Extracted material:
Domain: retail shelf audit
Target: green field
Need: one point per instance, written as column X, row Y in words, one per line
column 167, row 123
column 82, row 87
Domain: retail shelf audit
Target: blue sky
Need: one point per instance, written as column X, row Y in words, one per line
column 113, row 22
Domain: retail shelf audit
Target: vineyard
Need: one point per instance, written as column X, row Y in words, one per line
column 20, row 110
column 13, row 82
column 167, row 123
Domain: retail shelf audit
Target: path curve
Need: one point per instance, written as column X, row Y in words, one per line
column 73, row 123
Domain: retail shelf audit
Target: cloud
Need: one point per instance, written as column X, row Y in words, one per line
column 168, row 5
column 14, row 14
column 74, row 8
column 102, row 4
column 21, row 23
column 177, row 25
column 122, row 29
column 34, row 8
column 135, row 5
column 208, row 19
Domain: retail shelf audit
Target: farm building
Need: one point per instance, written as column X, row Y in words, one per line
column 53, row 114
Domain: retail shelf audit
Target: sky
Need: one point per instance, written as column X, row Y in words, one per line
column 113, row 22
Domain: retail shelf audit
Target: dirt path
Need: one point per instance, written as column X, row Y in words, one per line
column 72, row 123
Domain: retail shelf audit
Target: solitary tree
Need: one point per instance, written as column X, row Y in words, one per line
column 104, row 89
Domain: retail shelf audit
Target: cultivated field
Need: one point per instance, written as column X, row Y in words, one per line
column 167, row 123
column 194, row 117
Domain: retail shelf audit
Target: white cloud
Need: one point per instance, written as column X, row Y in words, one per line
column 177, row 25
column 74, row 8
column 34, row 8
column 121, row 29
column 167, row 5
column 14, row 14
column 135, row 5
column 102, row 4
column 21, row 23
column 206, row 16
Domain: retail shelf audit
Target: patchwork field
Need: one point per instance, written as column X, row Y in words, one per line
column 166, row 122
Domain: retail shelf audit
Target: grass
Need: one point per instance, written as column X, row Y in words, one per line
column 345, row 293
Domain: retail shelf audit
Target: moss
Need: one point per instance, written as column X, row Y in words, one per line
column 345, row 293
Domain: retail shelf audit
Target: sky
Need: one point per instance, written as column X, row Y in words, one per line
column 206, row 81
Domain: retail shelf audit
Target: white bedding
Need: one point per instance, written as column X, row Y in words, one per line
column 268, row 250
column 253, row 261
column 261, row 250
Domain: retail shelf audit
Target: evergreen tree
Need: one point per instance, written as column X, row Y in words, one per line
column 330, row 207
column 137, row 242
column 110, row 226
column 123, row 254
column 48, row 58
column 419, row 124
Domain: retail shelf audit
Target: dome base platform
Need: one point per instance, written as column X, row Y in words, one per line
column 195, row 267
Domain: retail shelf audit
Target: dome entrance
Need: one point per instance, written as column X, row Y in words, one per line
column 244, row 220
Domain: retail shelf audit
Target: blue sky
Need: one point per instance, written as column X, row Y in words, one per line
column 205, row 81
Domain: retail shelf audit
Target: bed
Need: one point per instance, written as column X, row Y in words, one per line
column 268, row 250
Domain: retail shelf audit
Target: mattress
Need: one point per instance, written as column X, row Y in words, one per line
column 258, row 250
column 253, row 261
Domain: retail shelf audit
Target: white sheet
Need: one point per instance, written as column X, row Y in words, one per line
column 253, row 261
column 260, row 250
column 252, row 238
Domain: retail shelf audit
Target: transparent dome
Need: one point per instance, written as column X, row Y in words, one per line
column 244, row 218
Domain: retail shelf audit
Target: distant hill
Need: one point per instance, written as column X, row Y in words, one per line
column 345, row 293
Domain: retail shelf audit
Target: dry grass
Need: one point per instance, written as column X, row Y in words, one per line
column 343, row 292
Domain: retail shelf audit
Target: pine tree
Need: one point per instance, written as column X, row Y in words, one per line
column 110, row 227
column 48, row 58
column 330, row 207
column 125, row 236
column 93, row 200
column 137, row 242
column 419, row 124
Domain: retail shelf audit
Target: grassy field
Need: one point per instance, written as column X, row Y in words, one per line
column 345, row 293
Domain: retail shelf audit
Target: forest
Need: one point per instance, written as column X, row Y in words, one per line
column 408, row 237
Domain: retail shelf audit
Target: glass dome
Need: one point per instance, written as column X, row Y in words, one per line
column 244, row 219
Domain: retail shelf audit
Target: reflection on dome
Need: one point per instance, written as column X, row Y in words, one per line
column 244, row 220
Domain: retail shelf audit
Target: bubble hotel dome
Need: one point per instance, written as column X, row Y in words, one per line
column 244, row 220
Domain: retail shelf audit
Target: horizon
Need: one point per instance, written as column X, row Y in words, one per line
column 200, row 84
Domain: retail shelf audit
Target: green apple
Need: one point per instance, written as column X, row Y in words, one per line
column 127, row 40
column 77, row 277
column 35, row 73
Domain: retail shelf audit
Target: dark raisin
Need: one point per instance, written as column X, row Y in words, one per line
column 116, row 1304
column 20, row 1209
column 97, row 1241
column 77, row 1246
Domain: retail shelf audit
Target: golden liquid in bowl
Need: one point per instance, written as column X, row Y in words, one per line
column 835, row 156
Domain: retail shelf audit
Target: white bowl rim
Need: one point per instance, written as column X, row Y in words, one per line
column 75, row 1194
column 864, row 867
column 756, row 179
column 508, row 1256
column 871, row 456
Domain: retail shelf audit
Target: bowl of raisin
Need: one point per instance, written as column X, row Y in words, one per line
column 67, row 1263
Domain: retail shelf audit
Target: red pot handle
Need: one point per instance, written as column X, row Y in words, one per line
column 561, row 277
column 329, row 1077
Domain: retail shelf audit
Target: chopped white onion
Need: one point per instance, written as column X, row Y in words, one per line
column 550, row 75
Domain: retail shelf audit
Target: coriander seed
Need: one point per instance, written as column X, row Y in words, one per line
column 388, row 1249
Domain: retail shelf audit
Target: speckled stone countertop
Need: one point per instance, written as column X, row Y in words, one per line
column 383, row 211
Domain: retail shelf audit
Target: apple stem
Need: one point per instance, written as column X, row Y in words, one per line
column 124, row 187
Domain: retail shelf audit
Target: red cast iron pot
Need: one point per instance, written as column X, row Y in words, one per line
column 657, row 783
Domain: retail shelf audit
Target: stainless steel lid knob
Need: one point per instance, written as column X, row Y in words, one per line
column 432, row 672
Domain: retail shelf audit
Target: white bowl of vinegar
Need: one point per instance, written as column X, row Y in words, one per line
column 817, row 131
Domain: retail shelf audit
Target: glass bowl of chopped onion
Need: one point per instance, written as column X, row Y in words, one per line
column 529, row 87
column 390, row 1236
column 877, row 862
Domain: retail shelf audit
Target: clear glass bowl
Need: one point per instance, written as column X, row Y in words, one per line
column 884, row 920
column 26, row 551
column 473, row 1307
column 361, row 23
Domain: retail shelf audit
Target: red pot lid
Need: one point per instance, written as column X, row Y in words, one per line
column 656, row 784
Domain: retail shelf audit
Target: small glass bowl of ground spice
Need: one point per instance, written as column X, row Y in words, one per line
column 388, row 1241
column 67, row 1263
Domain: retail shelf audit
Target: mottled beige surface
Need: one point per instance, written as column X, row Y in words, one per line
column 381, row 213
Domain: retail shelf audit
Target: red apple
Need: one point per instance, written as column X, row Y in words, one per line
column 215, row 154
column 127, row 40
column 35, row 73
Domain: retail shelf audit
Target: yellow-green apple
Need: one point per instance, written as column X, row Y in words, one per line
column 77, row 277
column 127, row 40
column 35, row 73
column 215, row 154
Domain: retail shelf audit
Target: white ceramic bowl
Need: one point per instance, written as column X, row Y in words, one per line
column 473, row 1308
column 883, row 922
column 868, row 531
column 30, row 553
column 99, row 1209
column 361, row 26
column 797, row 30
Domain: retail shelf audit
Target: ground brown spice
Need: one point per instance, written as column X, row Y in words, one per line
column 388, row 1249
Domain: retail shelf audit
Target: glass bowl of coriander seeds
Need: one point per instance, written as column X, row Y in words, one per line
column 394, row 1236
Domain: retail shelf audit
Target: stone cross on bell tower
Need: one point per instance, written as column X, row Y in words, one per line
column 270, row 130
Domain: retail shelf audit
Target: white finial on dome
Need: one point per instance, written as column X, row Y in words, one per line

Exercise requirements:
Only a number is wanted here: the count of lines in the data that contain the string "raisin".

Response below:
2